Things to do:
1/ Summarize the news report on falling oil prices in two sentences.
2/ Continue the news report on falling oil prices, picking up after its final sentence.

Document section:
__________________________________________________

Title: Oil falls on Beijing's COVID-19 warning, inflation worries
Jun 13, 2022 04:30AM ET
Oil prices fell more than $2 on Monday as a flare-up of COVID-19 cases in Beijing dampened hopes of a pick-up in Chinese demand, while worries about further interest rate hikes to control rampant inflation added to the pressure.
Beijing's most populous district of Chaoyang announced three rounds of mass testing to combat a "ferocious" COVID-19 outbreak.
Concerns about further interest rate hikes, exacerbated by Friday's US inflation data, weighed on financial markets.
Brent crude fell $2.34, or 1.9%, to $119.67 at 0815 GMT, while US West Texas Intermediate crude fell $2.36, or 2%, to $118.31.
The current price slump is exacerbated by authorities' warnings of a "horrific" spread of the COVID virus in Beijing, casting doubt on an immediate recovery in demand.
Oil prices have soared in 2022 as Russia's incursion into Ukraine heightened supply concerns and oil demand recovered from the COVID lockdown. Brent hit $139 in March, its highest level since 2008, and both oil benchmarks rose more than 1% last week.

__________________________________________________

Material shown:
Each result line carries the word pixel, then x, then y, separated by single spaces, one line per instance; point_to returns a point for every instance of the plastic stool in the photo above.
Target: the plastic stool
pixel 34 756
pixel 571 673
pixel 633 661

__________________________________________________

Answer set:
1/ Oil prices fell more than $2 on Monday as a COVID-19 flare-up in Beijing dampened hopes of a pick-up in Chinese demand, and worries about further interest rate hikes to control inflation added to the pressure. Brent crude fell $2.34 to $119.67 and US West Texas Intermediate fell $2.36 to $118.31, although prices have soared in 2022 amid supply concerns over Russia's incursion into Ukraine and recovering demand.

2/
Supply remains tight as OPEC and its allies are unable to fully deliver on promised output increases due to a lack of capacity at many producers, sanctions on Russia and a roughly halved output in Libya due to unrest.
Stocks fell in Asia and posted early losses in Europe as data on Friday showing the US consumer price index rose 8.6% last month continued to weigh on financial markets.
The data put markets on alert amid fears that the US Federal Reserve may tighten monetary policy for too long and cause a sharp slowdown in the economy. The Fed's next monetary policy decision is due on Wednesday.